Task description:
Out of the lines below, please list those that hold the string "wing".

Records Block Start

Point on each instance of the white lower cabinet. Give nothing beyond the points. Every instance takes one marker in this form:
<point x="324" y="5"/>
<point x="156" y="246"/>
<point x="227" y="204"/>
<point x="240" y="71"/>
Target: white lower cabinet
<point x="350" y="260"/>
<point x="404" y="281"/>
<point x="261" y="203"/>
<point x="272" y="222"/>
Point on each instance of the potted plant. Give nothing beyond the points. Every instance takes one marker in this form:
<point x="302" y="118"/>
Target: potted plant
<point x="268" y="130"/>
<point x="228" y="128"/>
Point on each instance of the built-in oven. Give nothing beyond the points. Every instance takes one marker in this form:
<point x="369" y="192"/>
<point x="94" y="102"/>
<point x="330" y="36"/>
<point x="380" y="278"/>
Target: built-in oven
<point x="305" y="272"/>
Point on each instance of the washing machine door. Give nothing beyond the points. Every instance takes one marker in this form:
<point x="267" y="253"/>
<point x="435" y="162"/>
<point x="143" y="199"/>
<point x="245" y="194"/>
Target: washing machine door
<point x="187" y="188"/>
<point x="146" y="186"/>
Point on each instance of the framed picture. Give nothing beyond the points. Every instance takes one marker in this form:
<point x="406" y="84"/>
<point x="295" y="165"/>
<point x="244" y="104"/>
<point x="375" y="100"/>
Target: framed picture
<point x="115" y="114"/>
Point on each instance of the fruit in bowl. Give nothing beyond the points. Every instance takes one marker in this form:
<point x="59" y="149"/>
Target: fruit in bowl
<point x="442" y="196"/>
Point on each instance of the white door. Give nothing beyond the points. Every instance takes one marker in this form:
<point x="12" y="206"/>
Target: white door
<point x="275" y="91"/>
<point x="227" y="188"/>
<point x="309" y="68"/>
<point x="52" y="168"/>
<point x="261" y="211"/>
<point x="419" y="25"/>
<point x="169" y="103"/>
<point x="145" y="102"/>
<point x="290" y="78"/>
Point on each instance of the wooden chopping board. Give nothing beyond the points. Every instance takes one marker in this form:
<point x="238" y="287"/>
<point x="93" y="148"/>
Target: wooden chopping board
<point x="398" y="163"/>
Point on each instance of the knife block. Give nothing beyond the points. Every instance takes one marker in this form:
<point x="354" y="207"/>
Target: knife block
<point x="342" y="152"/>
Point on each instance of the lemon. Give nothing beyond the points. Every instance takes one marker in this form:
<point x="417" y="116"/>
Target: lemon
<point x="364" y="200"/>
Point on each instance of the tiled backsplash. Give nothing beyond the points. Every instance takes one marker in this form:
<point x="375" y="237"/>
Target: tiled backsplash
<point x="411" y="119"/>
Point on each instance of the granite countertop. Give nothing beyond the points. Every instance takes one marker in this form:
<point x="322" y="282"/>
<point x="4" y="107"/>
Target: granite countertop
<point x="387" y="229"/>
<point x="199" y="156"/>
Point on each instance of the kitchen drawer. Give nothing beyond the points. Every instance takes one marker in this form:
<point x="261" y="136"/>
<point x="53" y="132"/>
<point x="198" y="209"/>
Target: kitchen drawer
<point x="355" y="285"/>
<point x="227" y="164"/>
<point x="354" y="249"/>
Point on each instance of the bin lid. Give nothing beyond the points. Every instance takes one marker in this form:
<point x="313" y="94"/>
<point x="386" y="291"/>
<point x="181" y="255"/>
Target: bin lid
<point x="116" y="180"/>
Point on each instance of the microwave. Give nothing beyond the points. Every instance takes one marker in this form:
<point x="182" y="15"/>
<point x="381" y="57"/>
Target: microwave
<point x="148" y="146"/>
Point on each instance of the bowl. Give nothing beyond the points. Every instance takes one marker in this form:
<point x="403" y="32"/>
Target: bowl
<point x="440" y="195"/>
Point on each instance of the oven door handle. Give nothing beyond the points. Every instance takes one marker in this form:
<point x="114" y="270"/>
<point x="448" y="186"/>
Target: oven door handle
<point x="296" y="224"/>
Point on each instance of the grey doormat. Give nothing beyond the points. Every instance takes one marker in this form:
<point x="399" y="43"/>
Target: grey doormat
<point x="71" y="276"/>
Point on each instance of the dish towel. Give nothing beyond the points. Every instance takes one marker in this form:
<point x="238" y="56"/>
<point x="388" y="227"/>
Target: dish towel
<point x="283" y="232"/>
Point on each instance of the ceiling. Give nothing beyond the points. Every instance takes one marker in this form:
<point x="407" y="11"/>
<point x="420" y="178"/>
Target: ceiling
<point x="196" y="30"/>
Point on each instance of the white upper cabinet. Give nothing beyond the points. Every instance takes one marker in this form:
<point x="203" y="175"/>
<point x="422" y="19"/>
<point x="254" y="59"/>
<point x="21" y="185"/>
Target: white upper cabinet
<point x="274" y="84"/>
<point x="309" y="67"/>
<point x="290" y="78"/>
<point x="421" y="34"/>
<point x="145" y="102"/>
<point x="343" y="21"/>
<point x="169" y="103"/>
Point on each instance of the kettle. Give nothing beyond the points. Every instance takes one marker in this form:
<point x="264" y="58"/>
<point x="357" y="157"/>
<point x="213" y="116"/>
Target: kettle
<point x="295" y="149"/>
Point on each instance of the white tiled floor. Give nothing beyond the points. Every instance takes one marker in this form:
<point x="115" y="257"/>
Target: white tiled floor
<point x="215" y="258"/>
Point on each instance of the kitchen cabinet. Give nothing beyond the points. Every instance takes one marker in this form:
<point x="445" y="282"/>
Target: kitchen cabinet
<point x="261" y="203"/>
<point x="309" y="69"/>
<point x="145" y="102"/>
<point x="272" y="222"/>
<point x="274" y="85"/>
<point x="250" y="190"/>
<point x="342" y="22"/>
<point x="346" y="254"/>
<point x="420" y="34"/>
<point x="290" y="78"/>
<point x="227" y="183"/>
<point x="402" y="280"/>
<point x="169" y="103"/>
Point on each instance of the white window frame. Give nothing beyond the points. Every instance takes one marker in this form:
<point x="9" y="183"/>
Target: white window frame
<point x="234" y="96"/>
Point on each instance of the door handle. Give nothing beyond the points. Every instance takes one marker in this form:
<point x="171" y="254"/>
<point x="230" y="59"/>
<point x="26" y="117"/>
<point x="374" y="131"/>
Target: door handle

Records Block End
Records Block Start

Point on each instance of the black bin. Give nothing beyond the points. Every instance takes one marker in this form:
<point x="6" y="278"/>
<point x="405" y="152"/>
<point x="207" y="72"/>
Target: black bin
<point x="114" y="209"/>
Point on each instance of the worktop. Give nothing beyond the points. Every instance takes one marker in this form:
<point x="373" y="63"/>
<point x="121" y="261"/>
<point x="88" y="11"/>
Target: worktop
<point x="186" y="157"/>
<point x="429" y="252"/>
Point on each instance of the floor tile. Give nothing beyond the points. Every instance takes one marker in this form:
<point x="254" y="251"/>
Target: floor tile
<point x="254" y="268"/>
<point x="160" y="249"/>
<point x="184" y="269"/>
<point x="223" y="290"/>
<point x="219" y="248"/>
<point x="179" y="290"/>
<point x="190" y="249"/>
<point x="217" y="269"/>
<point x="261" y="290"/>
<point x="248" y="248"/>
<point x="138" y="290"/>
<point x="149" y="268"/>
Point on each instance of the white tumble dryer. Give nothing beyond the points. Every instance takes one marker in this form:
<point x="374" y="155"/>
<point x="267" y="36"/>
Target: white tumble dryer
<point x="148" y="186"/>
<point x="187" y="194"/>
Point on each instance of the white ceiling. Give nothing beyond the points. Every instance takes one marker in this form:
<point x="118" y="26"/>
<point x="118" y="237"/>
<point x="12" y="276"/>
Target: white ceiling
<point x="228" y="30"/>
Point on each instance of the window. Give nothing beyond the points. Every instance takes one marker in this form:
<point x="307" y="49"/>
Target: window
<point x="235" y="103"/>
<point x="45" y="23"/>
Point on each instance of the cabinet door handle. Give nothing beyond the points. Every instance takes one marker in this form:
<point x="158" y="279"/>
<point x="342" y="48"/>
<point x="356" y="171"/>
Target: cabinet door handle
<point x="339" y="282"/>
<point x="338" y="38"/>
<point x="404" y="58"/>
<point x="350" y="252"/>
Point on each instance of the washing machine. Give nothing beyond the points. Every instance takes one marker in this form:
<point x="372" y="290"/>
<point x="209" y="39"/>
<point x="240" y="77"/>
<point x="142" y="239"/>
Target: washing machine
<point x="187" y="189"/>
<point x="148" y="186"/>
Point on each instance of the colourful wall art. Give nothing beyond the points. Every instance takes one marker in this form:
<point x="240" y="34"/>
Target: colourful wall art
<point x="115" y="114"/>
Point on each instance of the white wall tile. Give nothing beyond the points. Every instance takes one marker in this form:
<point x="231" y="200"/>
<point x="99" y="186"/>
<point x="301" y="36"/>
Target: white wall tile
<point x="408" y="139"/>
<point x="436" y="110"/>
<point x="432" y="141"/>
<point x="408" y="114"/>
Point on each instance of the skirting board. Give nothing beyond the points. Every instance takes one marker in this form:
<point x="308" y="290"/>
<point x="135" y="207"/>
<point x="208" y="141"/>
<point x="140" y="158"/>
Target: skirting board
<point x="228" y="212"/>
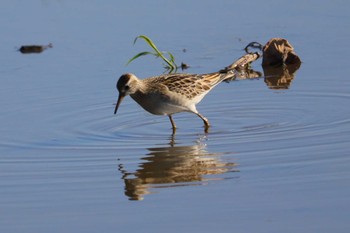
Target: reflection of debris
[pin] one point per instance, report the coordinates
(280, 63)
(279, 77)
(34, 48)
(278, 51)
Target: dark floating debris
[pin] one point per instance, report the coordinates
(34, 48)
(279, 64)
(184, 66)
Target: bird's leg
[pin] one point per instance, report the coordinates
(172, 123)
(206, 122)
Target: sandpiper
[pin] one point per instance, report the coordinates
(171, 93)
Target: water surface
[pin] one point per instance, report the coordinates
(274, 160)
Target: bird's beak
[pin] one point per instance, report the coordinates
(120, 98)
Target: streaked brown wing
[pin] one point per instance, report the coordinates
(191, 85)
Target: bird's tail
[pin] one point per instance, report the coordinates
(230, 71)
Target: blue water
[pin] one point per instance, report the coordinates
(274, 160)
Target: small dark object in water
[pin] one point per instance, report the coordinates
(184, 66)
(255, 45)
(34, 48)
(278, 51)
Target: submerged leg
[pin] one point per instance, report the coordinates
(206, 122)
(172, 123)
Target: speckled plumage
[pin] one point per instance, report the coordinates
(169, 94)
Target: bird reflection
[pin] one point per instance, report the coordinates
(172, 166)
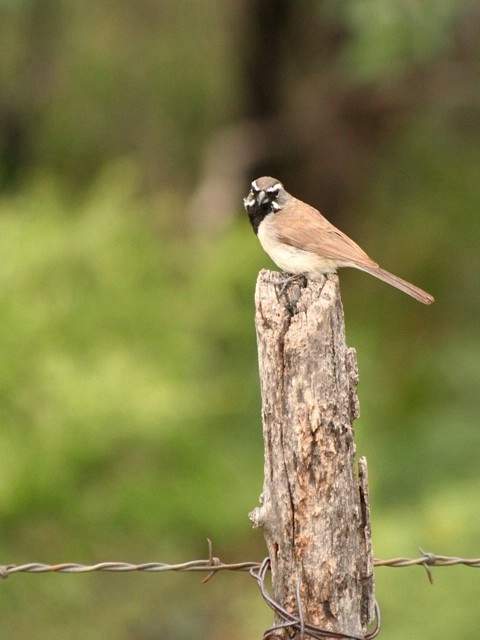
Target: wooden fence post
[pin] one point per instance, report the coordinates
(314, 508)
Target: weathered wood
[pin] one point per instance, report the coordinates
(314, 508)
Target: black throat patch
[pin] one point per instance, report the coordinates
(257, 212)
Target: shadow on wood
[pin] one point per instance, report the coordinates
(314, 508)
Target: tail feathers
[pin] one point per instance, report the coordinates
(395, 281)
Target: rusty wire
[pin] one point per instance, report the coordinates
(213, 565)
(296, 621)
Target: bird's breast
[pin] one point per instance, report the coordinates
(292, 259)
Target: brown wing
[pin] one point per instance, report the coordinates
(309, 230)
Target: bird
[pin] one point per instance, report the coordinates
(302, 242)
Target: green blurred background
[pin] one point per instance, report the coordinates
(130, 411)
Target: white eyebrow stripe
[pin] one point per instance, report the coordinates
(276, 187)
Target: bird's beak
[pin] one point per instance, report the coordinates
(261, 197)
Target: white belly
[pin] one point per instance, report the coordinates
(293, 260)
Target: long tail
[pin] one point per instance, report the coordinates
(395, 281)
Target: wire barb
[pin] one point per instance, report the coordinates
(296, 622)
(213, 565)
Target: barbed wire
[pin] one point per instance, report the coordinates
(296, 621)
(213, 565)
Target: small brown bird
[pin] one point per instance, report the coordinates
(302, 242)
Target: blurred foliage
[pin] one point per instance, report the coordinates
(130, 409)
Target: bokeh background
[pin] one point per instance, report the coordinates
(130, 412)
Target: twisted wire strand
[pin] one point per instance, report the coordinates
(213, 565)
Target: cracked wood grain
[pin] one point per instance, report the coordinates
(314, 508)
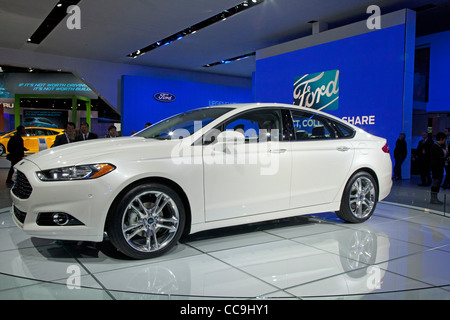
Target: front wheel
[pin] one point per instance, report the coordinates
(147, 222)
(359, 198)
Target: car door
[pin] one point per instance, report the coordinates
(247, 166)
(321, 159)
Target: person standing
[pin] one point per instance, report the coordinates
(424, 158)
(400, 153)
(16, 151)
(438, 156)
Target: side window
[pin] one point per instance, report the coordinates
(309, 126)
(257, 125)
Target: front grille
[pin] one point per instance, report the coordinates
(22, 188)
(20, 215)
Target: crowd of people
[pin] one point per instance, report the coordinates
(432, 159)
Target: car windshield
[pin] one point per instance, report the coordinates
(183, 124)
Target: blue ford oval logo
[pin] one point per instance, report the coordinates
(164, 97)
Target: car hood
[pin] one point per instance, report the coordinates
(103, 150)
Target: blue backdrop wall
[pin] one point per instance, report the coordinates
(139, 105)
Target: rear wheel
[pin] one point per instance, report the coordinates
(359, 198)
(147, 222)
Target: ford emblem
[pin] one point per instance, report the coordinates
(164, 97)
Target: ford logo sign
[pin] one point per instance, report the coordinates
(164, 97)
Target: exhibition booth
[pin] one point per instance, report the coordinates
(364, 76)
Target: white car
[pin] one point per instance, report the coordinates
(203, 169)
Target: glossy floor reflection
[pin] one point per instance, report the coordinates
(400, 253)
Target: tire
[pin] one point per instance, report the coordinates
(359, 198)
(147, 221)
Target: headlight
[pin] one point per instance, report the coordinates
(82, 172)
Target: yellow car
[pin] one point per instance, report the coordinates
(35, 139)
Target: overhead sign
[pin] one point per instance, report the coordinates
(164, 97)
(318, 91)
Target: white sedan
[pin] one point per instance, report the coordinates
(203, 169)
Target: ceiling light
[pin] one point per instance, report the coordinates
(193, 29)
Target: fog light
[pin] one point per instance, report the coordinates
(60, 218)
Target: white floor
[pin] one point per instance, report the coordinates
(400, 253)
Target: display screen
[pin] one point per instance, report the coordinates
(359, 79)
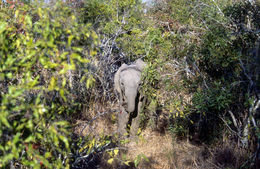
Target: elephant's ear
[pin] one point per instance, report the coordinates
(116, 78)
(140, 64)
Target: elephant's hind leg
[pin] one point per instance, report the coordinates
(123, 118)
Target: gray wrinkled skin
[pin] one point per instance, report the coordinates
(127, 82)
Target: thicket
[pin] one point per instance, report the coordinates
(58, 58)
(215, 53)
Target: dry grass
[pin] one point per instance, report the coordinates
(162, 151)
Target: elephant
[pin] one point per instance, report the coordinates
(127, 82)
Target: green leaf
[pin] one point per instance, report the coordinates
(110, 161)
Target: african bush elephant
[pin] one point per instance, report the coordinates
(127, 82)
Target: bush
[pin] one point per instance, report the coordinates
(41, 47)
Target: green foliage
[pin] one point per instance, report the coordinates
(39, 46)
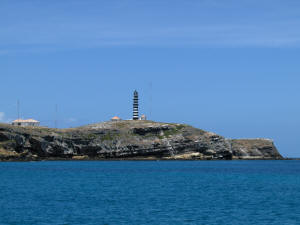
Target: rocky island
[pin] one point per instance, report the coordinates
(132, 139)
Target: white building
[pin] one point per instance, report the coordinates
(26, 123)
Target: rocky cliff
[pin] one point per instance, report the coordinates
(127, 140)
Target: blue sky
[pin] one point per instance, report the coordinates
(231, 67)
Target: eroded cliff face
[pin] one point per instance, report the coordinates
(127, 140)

Records Block End
Records Block Start

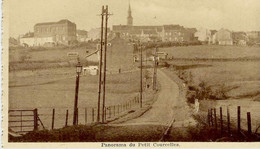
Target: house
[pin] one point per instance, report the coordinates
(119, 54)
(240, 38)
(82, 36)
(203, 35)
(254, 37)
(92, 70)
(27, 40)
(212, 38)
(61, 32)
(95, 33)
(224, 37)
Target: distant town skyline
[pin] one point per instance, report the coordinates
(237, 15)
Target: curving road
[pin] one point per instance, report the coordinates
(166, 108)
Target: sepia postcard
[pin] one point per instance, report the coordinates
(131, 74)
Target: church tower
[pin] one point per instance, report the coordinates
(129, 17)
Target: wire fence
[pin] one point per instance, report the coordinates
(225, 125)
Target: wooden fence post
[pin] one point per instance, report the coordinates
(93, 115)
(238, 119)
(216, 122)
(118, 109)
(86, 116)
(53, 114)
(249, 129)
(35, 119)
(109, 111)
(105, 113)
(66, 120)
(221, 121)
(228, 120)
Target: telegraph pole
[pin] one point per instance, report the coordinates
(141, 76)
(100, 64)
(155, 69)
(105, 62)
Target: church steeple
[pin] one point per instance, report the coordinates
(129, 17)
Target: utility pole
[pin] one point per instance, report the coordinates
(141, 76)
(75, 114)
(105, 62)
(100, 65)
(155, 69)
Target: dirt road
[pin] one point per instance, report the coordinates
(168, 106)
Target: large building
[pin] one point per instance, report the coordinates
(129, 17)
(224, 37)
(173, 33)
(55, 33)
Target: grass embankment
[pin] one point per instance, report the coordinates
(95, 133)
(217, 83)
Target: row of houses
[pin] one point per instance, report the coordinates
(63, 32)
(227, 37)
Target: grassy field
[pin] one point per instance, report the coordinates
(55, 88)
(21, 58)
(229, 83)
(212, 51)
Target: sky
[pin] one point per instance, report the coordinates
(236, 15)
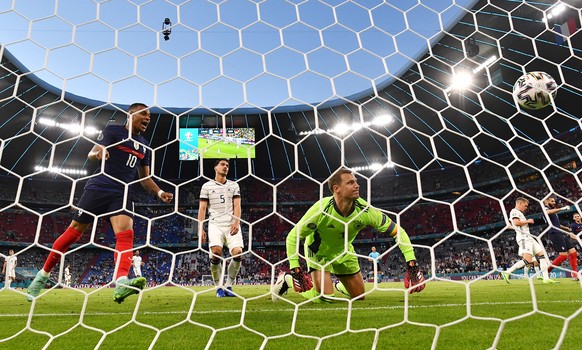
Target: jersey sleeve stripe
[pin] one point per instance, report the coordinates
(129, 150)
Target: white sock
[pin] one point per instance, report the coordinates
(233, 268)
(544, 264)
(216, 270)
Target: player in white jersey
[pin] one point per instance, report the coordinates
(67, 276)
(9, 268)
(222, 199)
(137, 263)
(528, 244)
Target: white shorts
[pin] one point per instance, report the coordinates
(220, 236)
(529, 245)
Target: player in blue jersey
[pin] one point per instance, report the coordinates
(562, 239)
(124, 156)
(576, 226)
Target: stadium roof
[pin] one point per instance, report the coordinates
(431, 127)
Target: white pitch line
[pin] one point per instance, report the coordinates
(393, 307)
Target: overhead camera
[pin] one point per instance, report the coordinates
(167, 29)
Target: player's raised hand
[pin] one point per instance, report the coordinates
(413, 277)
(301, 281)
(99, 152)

Records Block End

Result of this exercise:
Target: streaked brown wing
Target: brown wing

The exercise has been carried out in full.